▶ [TASK BRIEF]:
Return the records, each one exactly as written.

▶ [EXCERPTED RECORDS]:
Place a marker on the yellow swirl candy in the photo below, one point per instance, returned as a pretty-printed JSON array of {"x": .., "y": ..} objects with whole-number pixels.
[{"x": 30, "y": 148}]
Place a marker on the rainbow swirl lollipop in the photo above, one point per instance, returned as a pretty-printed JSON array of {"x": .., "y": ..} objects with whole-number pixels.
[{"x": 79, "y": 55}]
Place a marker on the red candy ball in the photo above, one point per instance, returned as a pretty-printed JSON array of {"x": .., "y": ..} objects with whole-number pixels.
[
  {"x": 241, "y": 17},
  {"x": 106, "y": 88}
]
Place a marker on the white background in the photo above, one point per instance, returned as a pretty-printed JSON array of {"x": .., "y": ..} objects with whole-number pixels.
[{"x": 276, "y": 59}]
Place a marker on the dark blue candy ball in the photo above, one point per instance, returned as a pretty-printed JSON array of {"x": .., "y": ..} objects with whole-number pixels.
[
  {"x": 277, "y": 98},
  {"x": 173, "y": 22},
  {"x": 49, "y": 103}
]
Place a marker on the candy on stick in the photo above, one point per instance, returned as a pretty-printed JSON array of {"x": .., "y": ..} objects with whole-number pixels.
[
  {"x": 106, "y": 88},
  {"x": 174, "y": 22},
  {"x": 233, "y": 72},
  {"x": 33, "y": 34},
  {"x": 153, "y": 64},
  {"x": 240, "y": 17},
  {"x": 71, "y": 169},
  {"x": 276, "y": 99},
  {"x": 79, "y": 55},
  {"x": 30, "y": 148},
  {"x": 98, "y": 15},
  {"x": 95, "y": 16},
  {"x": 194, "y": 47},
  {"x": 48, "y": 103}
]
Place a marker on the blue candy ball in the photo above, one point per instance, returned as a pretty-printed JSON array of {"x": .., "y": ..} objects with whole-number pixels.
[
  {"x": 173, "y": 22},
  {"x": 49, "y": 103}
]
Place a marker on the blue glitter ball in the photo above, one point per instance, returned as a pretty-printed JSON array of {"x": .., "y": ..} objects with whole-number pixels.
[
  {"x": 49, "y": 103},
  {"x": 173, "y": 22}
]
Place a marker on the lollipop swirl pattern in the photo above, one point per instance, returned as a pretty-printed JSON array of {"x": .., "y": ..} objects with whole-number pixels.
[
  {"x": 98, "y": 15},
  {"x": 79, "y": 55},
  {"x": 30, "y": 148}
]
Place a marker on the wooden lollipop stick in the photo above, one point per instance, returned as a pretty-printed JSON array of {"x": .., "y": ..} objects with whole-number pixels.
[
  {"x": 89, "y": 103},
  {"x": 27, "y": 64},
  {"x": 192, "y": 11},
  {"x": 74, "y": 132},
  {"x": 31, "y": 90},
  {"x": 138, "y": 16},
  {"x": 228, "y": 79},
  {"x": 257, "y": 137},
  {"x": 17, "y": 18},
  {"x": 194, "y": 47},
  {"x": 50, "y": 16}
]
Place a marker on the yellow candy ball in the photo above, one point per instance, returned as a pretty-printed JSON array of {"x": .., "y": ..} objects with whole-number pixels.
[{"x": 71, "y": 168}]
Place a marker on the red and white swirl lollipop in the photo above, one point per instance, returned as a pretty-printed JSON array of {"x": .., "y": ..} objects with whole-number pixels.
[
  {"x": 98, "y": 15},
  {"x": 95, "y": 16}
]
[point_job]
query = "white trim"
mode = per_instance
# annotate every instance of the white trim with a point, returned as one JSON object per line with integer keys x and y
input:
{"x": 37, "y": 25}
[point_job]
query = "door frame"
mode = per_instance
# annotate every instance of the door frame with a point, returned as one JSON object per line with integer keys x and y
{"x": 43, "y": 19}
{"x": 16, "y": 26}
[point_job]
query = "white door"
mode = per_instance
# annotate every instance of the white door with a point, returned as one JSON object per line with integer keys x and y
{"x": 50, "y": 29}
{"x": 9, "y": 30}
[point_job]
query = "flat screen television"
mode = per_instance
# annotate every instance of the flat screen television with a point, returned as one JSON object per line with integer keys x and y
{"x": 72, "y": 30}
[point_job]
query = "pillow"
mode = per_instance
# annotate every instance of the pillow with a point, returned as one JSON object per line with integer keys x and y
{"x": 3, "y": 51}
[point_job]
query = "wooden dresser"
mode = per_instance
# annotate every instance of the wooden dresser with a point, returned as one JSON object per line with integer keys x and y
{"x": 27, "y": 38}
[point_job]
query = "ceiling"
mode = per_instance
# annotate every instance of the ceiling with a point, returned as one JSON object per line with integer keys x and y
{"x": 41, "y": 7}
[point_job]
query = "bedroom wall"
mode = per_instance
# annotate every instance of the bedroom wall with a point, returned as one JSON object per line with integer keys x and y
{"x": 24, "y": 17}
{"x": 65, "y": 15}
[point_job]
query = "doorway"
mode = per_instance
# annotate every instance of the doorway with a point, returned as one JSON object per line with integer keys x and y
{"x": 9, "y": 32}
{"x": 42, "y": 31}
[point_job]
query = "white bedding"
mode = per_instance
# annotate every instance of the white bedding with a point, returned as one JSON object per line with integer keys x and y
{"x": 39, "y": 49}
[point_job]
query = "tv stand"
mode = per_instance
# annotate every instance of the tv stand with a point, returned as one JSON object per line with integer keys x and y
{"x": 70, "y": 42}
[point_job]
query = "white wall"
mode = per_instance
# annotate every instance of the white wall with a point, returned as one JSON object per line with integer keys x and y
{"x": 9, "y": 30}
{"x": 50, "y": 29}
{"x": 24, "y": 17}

▶ [OUTPUT FOR THIS EXERCISE]:
Place a marker on the yellow swirl candy in the photo below, one point per instance, returned as a pretty-printed JSON array of {"x": .., "y": ..} objects with whole-number pixels.
[{"x": 30, "y": 148}]
Place a marker on the rainbow swirl lollipop in the photo above, one point per instance, returned as a pretty-printed JSON array of {"x": .., "y": ..} objects with whole-number pixels.
[{"x": 79, "y": 55}]
Place a marker on the red candy ball in the photo above, one point per instance, returned as a pretty-printed JSON array of {"x": .., "y": ..} objects with whole-number pixels.
[
  {"x": 241, "y": 17},
  {"x": 106, "y": 88}
]
Place a marker on the white background in the photo above, one point per instance, returned as a pretty-printed JSON array of {"x": .., "y": ..} objects with whole-number pixels.
[{"x": 276, "y": 59}]
Place a marker on the dark blue candy ball in the photo above, one point per instance, returned as a pretty-printed JSON array of {"x": .., "y": ..} objects with whole-number pixels.
[
  {"x": 277, "y": 98},
  {"x": 173, "y": 22},
  {"x": 49, "y": 103}
]
Place a marker on the candy on stick in the photo above, one point per instance, returned as a pretty-printed JSON array of {"x": .., "y": ..} objects with whole-number pixels.
[
  {"x": 106, "y": 88},
  {"x": 174, "y": 22},
  {"x": 233, "y": 72},
  {"x": 33, "y": 34},
  {"x": 153, "y": 64},
  {"x": 240, "y": 17},
  {"x": 71, "y": 169},
  {"x": 276, "y": 99},
  {"x": 79, "y": 55},
  {"x": 30, "y": 148},
  {"x": 98, "y": 15},
  {"x": 95, "y": 16},
  {"x": 194, "y": 47},
  {"x": 48, "y": 103}
]
Place a marker on the blue candy ball in the photo above, one point per instance, returned as a pretty-printed JSON array of {"x": .., "y": ..} objects with whole-number pixels.
[
  {"x": 173, "y": 22},
  {"x": 49, "y": 103}
]
Place a marker on the blue glitter ball in the photo above, one point per instance, returned as a pretty-printed JSON array of {"x": .., "y": ..} objects with whole-number pixels.
[
  {"x": 49, "y": 103},
  {"x": 173, "y": 22}
]
Place a marker on the lollipop swirl pattern in the photo above, one point per instance, returned as a pretty-printed JSON array of {"x": .., "y": ..} objects with whole-number pixels.
[
  {"x": 98, "y": 15},
  {"x": 79, "y": 55},
  {"x": 30, "y": 148}
]
Place a marker on the wooden lollipop stick in the photo above, one point per instance, returned as a pretty-printed JSON array of {"x": .., "y": ..} objects with whole-number pixels.
[
  {"x": 89, "y": 103},
  {"x": 27, "y": 64},
  {"x": 192, "y": 11},
  {"x": 74, "y": 132},
  {"x": 31, "y": 90},
  {"x": 138, "y": 16},
  {"x": 228, "y": 79},
  {"x": 257, "y": 137},
  {"x": 17, "y": 18},
  {"x": 194, "y": 47},
  {"x": 50, "y": 16}
]
Place a marker on the yellow candy ball in the photo above, one point per instance, returned as a pretty-printed JSON array of {"x": .., "y": ..} objects with whole-number pixels.
[{"x": 71, "y": 168}]
Place a marker on the red and white swirl lollipop in the photo above, one point per instance, returned as a pretty-printed JSON array of {"x": .., "y": ..} objects with whole-number pixels.
[
  {"x": 98, "y": 15},
  {"x": 95, "y": 16}
]
[point_job]
query = "white trim"
mode = per_instance
# annotate every instance of the white trim with a point, returned as one JSON object per line with integer keys x and y
input:
{"x": 37, "y": 25}
[point_job]
query = "door frame"
mode = per_instance
# annotate every instance of the door frame with a point, returned as one JSON object per line with integer keys x and y
{"x": 43, "y": 19}
{"x": 16, "y": 26}
[point_job]
query = "white door"
mode = per_instance
# annotate every instance of the white door with a point, returned as one JSON object per line with integer keys x and y
{"x": 50, "y": 29}
{"x": 9, "y": 30}
[point_job]
query = "flat screen television"
mode = per_instance
# annotate every instance of the flat screen television with a point, returned as one JSON object per line with integer keys x and y
{"x": 72, "y": 30}
[point_job]
query = "pillow"
mode = per_instance
# annotate every instance of the pillow with a point, returned as one JSON object per line with integer keys x and y
{"x": 3, "y": 51}
[point_job]
query = "wooden dresser"
mode = per_instance
# annotate every instance of the wooden dresser with a point, returned as one JSON object per line with integer keys x and y
{"x": 27, "y": 38}
[point_job]
query = "ceiling"
mode = per_instance
# annotate every instance of the ceiling with a point, returned as one JSON object per line with integer keys x and y
{"x": 41, "y": 7}
[point_job]
query = "bedroom wall"
mode = per_instance
# annotate every instance of the bedroom wall with a point, returned as one JSON object per line with integer keys x and y
{"x": 24, "y": 17}
{"x": 65, "y": 15}
[point_job]
query = "doorway"
mode = per_instance
# annotate every instance of the doorway with a point, returned as one JSON object per line with integer keys x and y
{"x": 9, "y": 32}
{"x": 42, "y": 31}
[point_job]
query = "white bedding"
mode = per_instance
# annotate every instance of the white bedding with a point, returned as one JSON object per line with integer keys x and y
{"x": 39, "y": 49}
[point_job]
query = "tv stand"
mode = per_instance
# annotate every instance of the tv stand with a point, returned as one JSON object per line with integer keys x and y
{"x": 70, "y": 42}
[point_job]
query = "white wall"
mode = per_instance
# annotate every instance of the white wall with a point, returned as one JSON object per line with integer keys x and y
{"x": 9, "y": 30}
{"x": 50, "y": 29}
{"x": 24, "y": 17}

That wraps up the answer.